= Beginning of Section =

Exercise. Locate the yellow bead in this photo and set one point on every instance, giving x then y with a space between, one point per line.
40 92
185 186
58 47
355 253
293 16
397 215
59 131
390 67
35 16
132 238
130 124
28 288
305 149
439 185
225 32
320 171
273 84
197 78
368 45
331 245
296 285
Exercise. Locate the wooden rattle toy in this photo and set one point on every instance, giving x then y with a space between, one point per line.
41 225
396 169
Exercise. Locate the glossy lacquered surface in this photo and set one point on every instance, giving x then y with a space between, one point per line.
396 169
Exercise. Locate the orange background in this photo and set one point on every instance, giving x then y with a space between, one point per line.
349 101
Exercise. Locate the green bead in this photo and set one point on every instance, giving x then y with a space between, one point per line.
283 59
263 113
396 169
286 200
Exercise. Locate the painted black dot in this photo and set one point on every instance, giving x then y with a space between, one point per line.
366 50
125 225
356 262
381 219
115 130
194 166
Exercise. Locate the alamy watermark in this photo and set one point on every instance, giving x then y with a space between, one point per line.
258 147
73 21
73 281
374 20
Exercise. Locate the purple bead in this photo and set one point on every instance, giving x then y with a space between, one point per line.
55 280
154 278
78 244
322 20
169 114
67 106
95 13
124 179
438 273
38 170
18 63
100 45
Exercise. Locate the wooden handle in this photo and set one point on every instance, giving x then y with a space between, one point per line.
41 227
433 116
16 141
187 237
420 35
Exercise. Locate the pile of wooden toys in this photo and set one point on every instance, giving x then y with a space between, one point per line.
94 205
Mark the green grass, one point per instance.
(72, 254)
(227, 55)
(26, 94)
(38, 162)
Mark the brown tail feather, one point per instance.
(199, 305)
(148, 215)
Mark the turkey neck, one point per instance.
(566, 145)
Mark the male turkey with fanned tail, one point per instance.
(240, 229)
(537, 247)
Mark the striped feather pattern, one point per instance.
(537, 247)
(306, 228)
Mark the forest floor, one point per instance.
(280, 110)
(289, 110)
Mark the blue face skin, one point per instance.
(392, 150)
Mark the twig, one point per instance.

= End of Section =

*THE PROBLEM*: Write out exactly the lines that run from the one containing "Mark the male" to the end of the records, both end lines included.

*OUTPUT OF THE TASK*:
Mark the male turkey with fanned tail, one point per instance.
(240, 229)
(537, 247)
Mark the striped feather pattern, one point per instance.
(537, 247)
(306, 228)
Mark the forest floor, one point per instance.
(280, 110)
(289, 110)
Mark the blue face skin, one point per instance.
(392, 150)
Mark the twig, one point per instance.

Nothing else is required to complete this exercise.